## Consegna scritta 1
Rispondi a queste domande sull'articolo dedicato alla traduzione italiana degli Jahrestage di Uwe Johnson:
(a) Presso quale casa editrice era uscito il secondo volume?
(b) In che anno si concluderà l'impresa editoriale con il quarto volume?
(c) Chi sono i traduttori del terzo volume?

NICOLA PASQUALETTI E DELIA ANGIOLINI DI NUOVO ALLE PRESE CON UWE JOHNSON
di Paola Quadrelli
A distanza di quasi dieci anni dalla pubblicazione presso Feltrinelli del secondo volume degli Jahrestage di Uwe Johnson – editi originariamente da Suhrkamp in quattro parti tra il 1970 e il 1983 – esce finalmente presso la coraggiosa casa editrice romana L’Orma il terzo volume (Uwe Johnson, I giorni e gli anni, 20 dicembre 1967 – 19 aprile 1968, traduzione di Nicola Pasqualetti e Delia Angiolini, Roma, L’Orma, 2014, pp. 552, €26,00). La meritoria impresa editoriale, che si concluderà nel 2015 con la pubblicazione del quarto volume, colma una vistosa lacuna dell’editoria italiana ed è motivo di soddisfazione per i cultori italiani di Johnson che lamentavano il mancato completamento da parte di Feltrinelli della traduzione di una delle opere capitali della narrativa moderna.
I traduttori sono ancora Nicola Pasqualetti e Delia Angiolini, già autori della versione italiana dei primi due volumi, a cui va riconosciuto il merito di aver perseverato con costanza e passione in un’impresa traduttoria di straordinaria mole e complessità.

(Estratti di dati sui riquadri di delimitazione)
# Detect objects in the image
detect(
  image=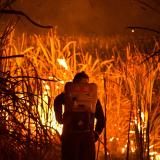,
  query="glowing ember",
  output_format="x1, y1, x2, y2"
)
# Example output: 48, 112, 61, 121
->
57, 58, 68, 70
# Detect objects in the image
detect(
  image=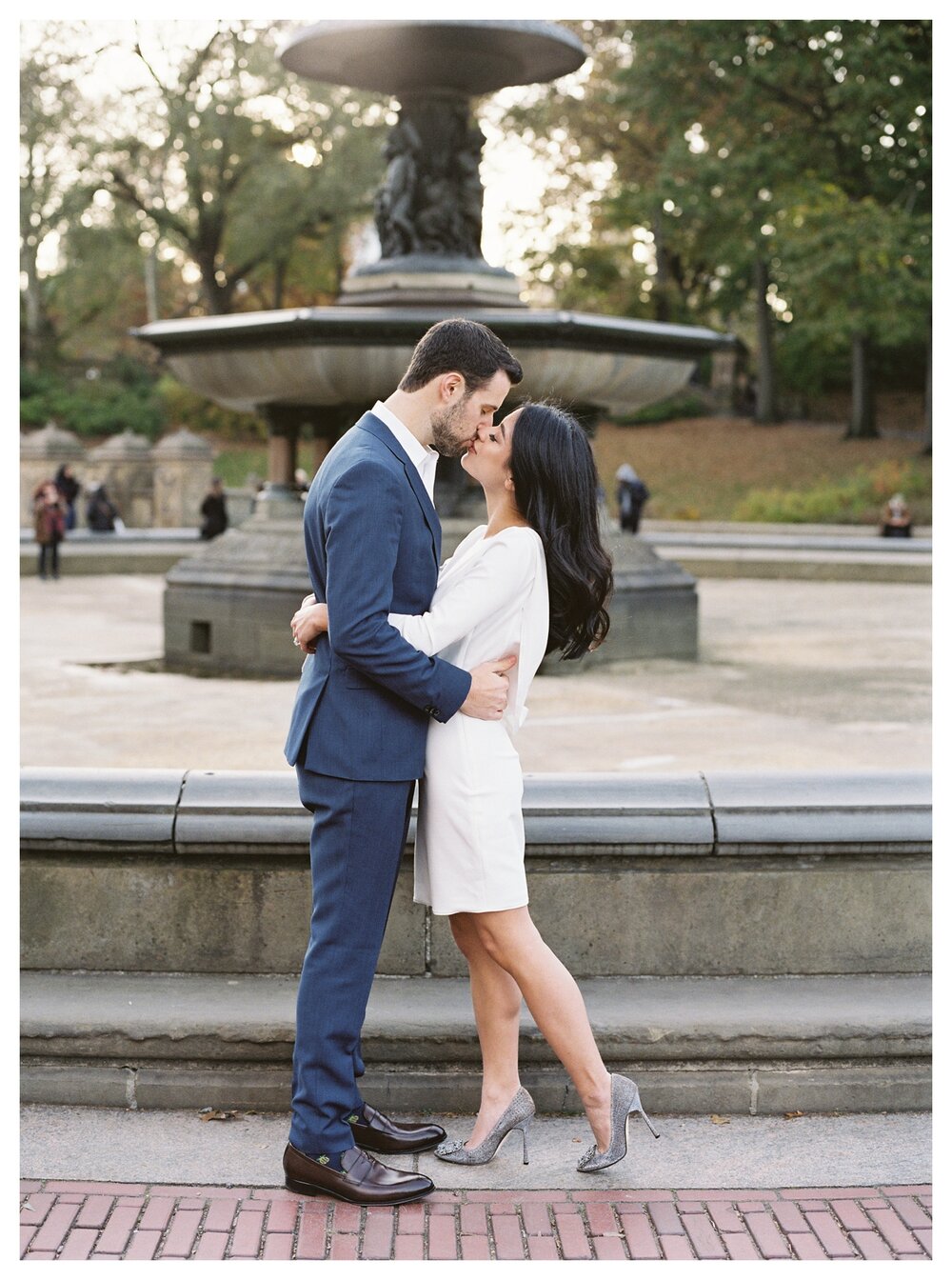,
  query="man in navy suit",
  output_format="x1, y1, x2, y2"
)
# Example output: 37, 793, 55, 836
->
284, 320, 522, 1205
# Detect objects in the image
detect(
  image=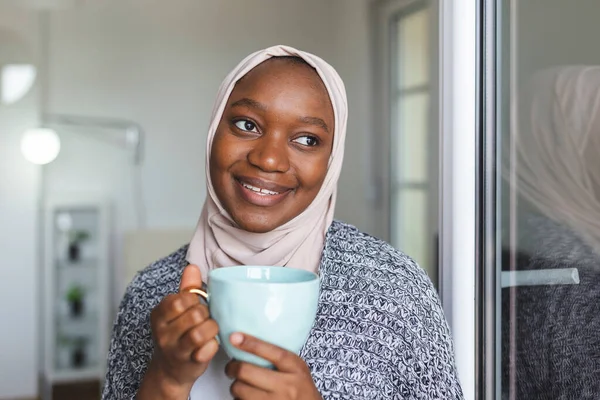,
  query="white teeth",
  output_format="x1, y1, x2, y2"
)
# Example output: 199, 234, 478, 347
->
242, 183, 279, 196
==
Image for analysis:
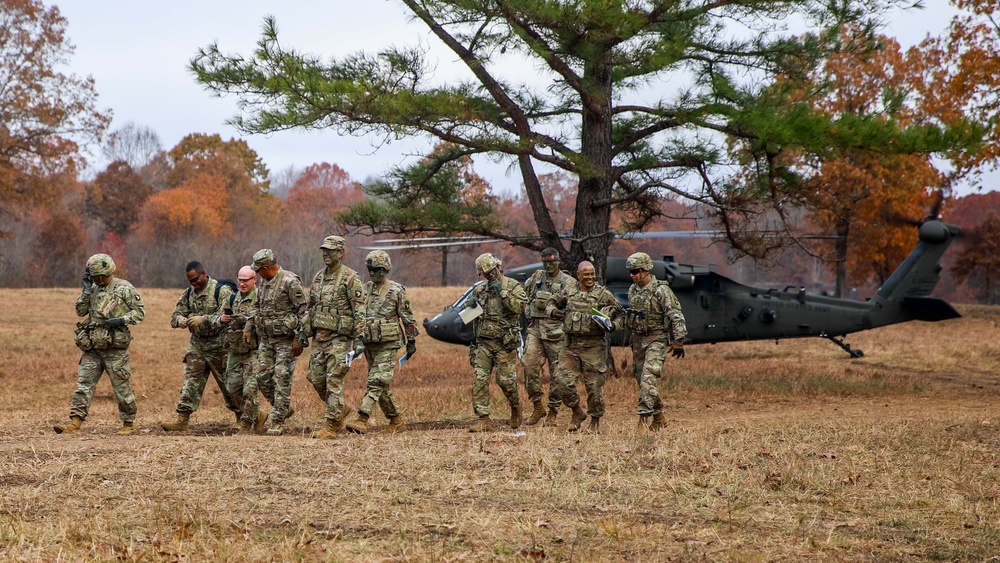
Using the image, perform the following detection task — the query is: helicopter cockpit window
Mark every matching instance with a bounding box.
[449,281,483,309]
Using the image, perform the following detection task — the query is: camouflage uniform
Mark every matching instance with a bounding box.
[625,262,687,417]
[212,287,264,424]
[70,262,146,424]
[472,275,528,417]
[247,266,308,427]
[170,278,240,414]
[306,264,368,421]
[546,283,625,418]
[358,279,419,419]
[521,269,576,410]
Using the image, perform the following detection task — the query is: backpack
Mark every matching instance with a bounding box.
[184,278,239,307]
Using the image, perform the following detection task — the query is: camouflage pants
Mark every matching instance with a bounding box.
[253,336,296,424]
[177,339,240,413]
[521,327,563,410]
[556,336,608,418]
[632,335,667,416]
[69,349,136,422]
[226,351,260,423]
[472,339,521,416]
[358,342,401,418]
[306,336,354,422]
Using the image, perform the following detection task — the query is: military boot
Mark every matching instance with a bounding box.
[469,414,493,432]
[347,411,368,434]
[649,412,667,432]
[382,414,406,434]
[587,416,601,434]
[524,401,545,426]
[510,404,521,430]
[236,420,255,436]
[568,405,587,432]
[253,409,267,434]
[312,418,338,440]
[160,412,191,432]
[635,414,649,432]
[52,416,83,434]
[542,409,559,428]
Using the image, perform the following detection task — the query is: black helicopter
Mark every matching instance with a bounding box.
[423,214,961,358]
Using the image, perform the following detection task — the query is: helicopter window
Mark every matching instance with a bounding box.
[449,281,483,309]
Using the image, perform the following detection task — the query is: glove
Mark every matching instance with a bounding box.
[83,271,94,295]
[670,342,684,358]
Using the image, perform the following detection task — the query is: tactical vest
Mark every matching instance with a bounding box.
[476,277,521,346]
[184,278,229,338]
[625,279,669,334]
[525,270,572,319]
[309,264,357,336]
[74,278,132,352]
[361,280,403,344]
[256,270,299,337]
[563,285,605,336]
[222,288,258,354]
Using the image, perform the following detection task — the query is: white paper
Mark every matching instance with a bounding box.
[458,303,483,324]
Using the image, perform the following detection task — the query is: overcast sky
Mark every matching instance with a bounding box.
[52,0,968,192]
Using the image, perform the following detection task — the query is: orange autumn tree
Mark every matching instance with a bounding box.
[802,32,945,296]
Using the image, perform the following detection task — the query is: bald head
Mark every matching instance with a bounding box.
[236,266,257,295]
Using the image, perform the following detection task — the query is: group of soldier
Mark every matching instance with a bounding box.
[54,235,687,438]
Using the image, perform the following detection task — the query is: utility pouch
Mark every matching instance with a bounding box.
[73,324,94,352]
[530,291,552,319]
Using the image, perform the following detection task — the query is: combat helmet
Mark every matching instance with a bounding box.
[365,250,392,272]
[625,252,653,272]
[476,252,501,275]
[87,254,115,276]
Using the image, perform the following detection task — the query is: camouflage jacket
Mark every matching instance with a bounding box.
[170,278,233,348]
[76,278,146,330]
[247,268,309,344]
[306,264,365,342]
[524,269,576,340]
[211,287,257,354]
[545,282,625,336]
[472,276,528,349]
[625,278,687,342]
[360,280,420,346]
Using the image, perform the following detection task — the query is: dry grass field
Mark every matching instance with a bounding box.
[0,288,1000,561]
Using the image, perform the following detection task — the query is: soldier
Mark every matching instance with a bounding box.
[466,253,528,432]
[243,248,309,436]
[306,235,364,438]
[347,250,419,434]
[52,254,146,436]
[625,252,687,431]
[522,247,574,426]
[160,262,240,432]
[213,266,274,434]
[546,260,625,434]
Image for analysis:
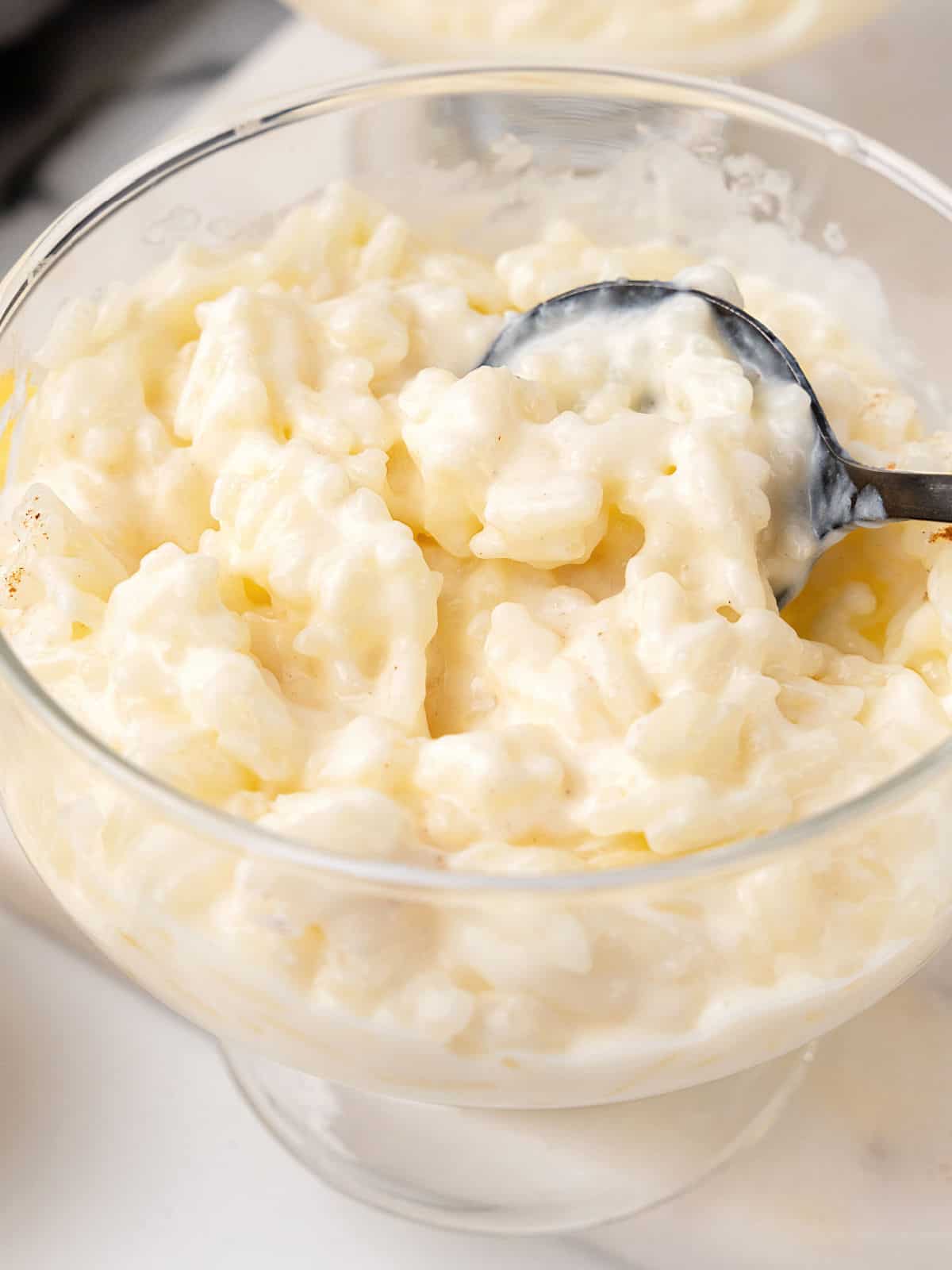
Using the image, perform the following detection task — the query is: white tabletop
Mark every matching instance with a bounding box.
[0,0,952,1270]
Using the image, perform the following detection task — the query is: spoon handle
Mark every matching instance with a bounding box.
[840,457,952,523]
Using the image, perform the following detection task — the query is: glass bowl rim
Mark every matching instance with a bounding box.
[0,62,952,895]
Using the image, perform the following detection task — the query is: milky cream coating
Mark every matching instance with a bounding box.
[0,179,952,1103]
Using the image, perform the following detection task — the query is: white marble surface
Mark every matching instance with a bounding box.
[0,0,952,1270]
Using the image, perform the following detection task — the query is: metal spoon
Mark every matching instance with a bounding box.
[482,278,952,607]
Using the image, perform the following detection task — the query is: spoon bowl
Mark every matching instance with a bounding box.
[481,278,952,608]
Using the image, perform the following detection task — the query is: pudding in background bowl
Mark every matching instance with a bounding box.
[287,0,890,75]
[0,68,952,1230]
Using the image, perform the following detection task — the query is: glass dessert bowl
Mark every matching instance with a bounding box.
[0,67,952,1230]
==
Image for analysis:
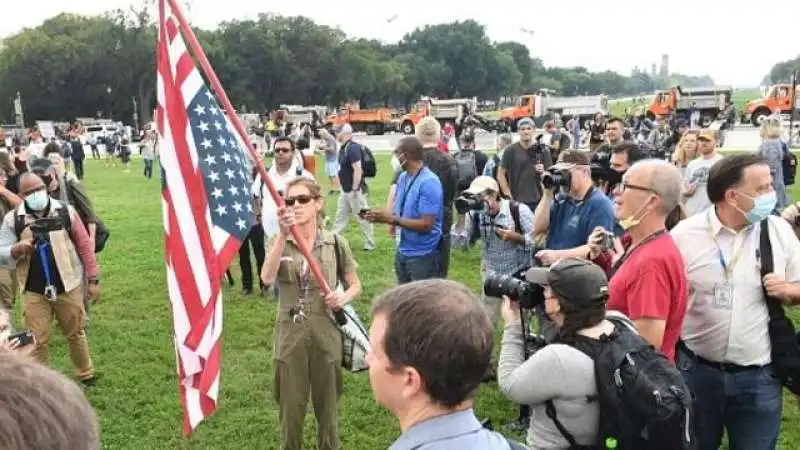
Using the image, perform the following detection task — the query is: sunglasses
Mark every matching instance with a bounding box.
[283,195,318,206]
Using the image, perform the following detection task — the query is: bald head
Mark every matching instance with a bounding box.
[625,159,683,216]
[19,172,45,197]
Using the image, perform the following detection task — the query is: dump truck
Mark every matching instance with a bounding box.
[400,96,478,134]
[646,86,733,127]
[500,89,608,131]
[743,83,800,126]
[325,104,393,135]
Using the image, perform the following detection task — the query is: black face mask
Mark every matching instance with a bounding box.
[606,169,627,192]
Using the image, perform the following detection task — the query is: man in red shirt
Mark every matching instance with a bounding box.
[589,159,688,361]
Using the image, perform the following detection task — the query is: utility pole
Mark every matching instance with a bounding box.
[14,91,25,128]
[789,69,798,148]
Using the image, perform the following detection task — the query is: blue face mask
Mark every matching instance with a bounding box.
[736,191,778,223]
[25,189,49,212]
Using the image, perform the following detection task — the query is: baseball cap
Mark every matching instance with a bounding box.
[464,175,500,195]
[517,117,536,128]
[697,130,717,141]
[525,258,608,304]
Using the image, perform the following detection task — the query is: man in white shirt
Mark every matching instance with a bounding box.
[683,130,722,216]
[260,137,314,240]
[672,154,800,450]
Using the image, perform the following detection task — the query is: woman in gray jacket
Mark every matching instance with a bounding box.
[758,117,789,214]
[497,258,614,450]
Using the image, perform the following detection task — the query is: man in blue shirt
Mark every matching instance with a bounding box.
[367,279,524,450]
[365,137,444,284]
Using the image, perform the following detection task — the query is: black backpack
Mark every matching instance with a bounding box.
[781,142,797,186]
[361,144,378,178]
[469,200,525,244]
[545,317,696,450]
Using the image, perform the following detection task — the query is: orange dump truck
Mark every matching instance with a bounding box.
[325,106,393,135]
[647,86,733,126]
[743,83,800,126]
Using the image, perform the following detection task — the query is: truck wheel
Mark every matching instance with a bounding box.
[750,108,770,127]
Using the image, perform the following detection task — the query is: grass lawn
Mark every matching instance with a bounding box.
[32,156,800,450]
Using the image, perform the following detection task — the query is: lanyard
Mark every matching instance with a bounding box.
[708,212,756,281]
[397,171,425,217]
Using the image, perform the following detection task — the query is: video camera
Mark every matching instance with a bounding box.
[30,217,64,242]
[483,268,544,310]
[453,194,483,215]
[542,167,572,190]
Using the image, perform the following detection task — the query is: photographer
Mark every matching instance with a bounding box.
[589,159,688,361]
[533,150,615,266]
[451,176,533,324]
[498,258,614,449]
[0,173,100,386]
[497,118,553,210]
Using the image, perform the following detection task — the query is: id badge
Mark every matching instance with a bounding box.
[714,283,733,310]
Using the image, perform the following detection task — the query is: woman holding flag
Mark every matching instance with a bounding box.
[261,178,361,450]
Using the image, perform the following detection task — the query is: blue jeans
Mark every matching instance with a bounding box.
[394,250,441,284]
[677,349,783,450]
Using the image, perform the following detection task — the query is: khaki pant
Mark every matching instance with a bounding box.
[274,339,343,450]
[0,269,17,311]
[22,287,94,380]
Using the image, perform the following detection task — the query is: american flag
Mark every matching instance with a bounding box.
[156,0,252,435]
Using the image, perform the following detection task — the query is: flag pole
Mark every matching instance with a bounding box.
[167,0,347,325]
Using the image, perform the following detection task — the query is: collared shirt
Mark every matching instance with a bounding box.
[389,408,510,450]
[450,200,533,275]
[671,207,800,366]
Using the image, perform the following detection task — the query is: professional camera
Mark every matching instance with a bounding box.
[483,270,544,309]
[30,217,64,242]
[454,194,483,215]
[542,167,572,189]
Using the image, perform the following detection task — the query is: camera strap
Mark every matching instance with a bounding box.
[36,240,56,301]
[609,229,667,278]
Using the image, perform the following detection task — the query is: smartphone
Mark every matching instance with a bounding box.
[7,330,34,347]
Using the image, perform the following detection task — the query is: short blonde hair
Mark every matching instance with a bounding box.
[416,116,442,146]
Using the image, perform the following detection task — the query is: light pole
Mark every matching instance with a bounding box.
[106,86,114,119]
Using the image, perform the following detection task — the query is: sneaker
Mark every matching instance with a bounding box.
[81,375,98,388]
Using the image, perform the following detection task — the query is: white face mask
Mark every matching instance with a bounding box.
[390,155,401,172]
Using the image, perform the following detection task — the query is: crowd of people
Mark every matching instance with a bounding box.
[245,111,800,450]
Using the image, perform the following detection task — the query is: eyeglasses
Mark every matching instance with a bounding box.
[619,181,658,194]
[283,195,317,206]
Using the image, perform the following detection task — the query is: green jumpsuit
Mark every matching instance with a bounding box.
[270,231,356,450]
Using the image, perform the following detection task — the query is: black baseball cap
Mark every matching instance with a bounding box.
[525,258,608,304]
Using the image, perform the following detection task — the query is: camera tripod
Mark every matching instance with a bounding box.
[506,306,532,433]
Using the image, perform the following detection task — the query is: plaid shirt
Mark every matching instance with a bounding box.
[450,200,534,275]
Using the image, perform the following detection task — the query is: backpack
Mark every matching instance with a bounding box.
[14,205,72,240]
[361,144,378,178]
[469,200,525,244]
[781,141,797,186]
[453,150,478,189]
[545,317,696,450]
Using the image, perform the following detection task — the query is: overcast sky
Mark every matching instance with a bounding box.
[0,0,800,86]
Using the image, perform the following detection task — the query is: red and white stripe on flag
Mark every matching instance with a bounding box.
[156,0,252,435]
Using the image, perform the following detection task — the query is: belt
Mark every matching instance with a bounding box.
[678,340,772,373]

## Consegna scritta 2
Riporta in un elenco numerato le righe delle voci, escluse quelle vuote, a partire dalla riga che contiene "dry grass field" fino a quella che contiene "[0,288,1000,561]", entrambe comprese.

## Soluzione 1
(a) Feltrinelli.
(b) Nel 2015.
(c) Nicola Pasqualetti e Delia Angiolini.

## Soluzione 2
1. Using the image, perform the following detection task — the query is: dry grass field
2. Mark every matching instance with a bounding box.
3. [0,288,1000,561]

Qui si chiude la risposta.